§ **Page text**:

┄┄┄┄┄┄┄┄┄┄

In recent, as the demand of the energy increases, developments for the solar cell converting solar energy into electrical energy are proceeding.
Particularly, a CIGS-base solar cell, that is, p-n hetero junction device having a substrate structure including a glass substrate, a metal backside electrode layer, p-type CIGS-base light absorption layer, a buffer layer, n-type transparent electrode layer and the like is widely used.
Further, to increase the efficiency of the solar cell, various researches are proceeding.
In general, when forming the solar cell on the growth substrate containing metal foil material, as the forming process proceeds, the material included in the substrate during high temperature process such as light absorption layer forming may be diffused into the light absorption layer, thereby lowering the efficiency of the solar cell.
Accordingly, in this embodiment, a CIGS film forming process grown at high temperatures proceeds using the glass as the growth substrate, and the sacrificial layer formed on the rigid glass substrate is removed by the electrolysis method.
Then, an advantage of some aspects of the invention is that the bonding layer and the flexible substrate are formed under the backside electrode layer, thereby providing the solar cell having excellent curve and improved photoelectric conversion efficiency and reliability.

┄┄┄┄┄┄┄┄┄┄

§ **Data rows**:
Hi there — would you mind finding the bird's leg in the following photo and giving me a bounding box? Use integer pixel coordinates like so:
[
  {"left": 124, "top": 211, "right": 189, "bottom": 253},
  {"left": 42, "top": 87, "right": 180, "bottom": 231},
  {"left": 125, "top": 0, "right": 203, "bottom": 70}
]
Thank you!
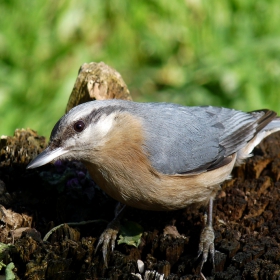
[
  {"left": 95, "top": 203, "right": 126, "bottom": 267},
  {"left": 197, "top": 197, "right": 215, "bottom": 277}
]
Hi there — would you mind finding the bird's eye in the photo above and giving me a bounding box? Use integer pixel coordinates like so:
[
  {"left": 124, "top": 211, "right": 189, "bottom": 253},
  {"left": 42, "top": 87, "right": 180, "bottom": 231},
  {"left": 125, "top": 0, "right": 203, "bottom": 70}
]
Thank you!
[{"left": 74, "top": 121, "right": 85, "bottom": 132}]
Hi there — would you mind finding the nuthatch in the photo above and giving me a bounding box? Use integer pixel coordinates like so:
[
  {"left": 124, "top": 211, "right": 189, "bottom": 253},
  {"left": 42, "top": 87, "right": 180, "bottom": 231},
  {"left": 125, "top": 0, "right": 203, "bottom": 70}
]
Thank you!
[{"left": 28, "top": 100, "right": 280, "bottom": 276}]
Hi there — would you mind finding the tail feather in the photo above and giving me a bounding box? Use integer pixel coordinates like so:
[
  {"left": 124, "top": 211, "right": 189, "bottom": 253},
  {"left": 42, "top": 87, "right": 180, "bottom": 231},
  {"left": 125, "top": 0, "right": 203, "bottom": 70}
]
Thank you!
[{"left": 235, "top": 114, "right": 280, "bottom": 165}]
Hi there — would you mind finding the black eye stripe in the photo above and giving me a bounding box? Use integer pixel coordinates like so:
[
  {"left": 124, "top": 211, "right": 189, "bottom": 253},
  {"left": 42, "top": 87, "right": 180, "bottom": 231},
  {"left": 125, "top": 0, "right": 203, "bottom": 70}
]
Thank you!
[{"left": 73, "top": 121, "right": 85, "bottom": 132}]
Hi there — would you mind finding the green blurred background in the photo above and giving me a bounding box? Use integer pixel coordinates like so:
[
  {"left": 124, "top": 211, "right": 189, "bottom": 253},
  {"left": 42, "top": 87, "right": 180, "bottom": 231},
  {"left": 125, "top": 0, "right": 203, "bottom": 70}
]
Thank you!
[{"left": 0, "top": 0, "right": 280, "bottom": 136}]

┄┄┄┄┄┄┄┄┄┄

§ **What you need to do**:
1) Write out the part of the solar cell text starting with "In recent, as" and going on through "researches are proceeding.".
2) Decide whether each statement agrees with the solar cell text. Answer yes or no and quote the words that settle it. (a) The substrate structure of the CIGS-base solar cell includes a glass substrate. (b) The sacrificial layer on the glass substrate is removed by etching. (c) Material diffusing from a metal foil substrate into the light absorption layer raises the efficiency of the solar cell.

§ **Outputs by task**:
1)
In recent, as the demand of the energy increases, developments for the solar cell converting solar energy into electrical energy are proceeding.
Particularly, a CIGS-base solar cell, that is, p-n hetero junction device having a substrate structure including a glass substrate, a metal backside electrode layer, p-type CIGS-base light absorption layer, a buffer layer, n-type transparent electrode layer and the like is widely used.
Further, to increase the efficiency of the solar cell, various researches are proceeding.

2)
(a) Yes: "a substrate structure including a glass substrate"
(b) No: "the sacrificial layer formed on the rigid glass substrate is removed by the electrolysis method"
(c) No: "thereby lowering the efficiency of the solar cell"